══ Provided data

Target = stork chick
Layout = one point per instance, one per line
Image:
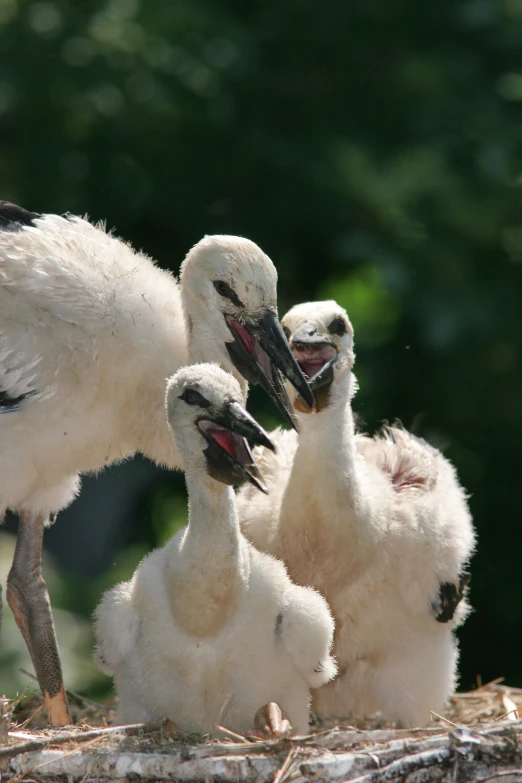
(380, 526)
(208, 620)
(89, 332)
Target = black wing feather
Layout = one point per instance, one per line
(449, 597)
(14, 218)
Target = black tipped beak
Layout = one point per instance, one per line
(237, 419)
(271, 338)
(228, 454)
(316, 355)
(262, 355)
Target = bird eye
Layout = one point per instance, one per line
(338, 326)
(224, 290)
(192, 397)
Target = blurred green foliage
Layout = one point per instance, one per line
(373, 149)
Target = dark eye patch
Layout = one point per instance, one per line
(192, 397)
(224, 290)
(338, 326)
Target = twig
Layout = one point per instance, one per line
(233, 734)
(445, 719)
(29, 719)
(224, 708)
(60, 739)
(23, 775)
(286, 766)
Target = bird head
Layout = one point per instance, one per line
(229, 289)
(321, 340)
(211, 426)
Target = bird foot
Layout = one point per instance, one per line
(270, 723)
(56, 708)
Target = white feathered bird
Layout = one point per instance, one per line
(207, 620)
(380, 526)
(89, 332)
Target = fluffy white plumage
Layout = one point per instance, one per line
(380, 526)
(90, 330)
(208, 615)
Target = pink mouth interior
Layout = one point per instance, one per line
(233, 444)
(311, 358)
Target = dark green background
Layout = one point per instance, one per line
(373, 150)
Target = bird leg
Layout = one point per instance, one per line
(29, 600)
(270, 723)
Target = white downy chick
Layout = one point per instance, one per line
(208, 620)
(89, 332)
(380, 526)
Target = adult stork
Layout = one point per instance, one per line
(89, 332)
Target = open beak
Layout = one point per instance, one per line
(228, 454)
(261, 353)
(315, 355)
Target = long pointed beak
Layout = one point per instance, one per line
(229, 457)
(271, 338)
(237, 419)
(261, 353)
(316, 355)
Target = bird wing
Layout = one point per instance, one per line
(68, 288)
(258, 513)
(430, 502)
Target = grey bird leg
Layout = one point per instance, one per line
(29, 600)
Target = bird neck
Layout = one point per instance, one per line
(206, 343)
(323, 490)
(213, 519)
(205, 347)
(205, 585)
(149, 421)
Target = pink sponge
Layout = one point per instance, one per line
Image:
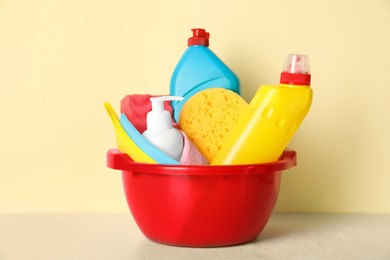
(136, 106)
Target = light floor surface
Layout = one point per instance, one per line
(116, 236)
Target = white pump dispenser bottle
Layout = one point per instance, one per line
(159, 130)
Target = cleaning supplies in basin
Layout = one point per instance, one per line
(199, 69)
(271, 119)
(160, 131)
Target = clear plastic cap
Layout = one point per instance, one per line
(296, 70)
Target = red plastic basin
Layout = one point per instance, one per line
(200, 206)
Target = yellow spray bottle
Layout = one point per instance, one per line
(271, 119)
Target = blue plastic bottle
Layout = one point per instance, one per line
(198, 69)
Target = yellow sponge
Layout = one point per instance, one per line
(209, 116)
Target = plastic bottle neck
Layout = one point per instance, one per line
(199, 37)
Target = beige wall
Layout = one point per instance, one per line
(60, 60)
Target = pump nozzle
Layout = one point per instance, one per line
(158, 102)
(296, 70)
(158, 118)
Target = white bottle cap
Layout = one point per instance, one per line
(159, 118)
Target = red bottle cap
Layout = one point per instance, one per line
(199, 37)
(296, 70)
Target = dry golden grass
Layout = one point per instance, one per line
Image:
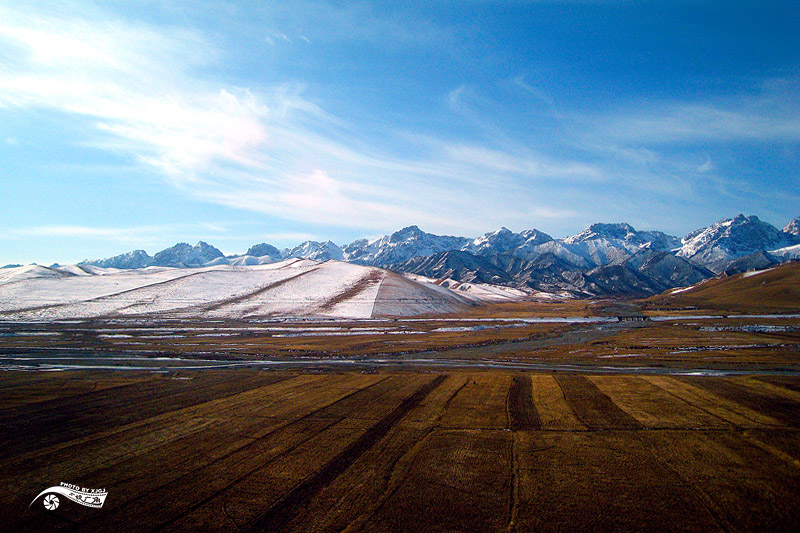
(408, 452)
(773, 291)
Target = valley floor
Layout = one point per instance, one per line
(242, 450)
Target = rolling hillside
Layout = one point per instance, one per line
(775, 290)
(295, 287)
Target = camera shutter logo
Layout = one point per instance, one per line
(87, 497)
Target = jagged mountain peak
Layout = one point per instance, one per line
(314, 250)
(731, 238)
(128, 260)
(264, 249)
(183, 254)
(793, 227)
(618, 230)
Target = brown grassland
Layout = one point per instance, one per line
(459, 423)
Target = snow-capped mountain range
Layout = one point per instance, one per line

════

◆ Challenge
Give back word for word the lines from the one containing "Target = bird wing" through the final line of the data above. Pictures are to be left out.

◆ Task output
Target = bird wing
Layout = one point per instance, one per line
(68, 288)
(258, 513)
(430, 502)
Target = grey bird leg
Layout = one point per instance, one per line
(29, 600)
Target = bird neck
Layout = one point per instance, one per line
(206, 343)
(323, 490)
(213, 519)
(205, 347)
(205, 585)
(149, 421)
Target = pink sponge
Layout = one point per instance, one per line
Image:
(136, 106)
Target = light floor surface
Layout = one point per instance, one per line
(116, 236)
Target = white pump dispenser bottle
Layout = one point per instance, one per line
(159, 130)
Target = cleaning supplies in basin
Layout = one point per instance, one per line
(199, 69)
(271, 119)
(160, 131)
Target = clear plastic cap
Layout = one point per instance, one per line
(296, 70)
Target = red plastic basin
Layout = one point per instance, one per line
(200, 206)
Target = yellow spray bottle
Layout = one point per instance, one per line
(271, 119)
Target = blue plastic bottle
Layout = one point per instance, one per line
(198, 69)
Target = yellow sponge
Layout = one point per instance, one per line
(209, 116)
Target = plastic bottle neck
Layout = one point per instance, one per line
(199, 37)
Target = beige wall
Layout = one point per instance, one per line
(60, 60)
Target = pump nozzle
Layout = one point per instance, one per line
(158, 102)
(296, 70)
(158, 118)
Target = white bottle cap
Layout = one point per instance, one per line
(159, 118)
Target = red bottle cap
Layout = one point per instance, one per line
(199, 37)
(296, 70)
Target = dry golden grass
Layout = one point per instance, one per line
Image:
(408, 452)
(773, 291)
Target = valley floor
Layout = one point per instance, one per line
(242, 450)
Target = rolling hillside
Layout = one point per instance, one per line
(775, 290)
(295, 287)
Target = camera shutter logo
Layout = one point per instance, one per line
(87, 497)
Target = jagged mountain peak
Layout = one point per instance, one per line
(314, 250)
(731, 238)
(128, 260)
(264, 249)
(183, 254)
(793, 227)
(618, 230)
Target = brown grassland
Layout = one point per instance, one per line
(459, 423)
Target = snow-capped mountain range
Layout = one point per instance, one per line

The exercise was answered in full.